Description of the task
Which lines in the listing below contain the word "Query"? Copy each of them in full.

Supplied records
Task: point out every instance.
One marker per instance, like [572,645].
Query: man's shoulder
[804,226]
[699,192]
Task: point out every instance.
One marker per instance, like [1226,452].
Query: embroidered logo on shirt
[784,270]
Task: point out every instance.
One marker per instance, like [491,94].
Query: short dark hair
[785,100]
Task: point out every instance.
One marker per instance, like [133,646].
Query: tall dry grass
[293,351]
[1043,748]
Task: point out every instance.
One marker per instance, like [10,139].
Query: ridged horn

Completed task
Query: man's shoulder
Query: embroidered logo on shirt
Query: short dark hair
Query: tall dry grass
Query: ridged horn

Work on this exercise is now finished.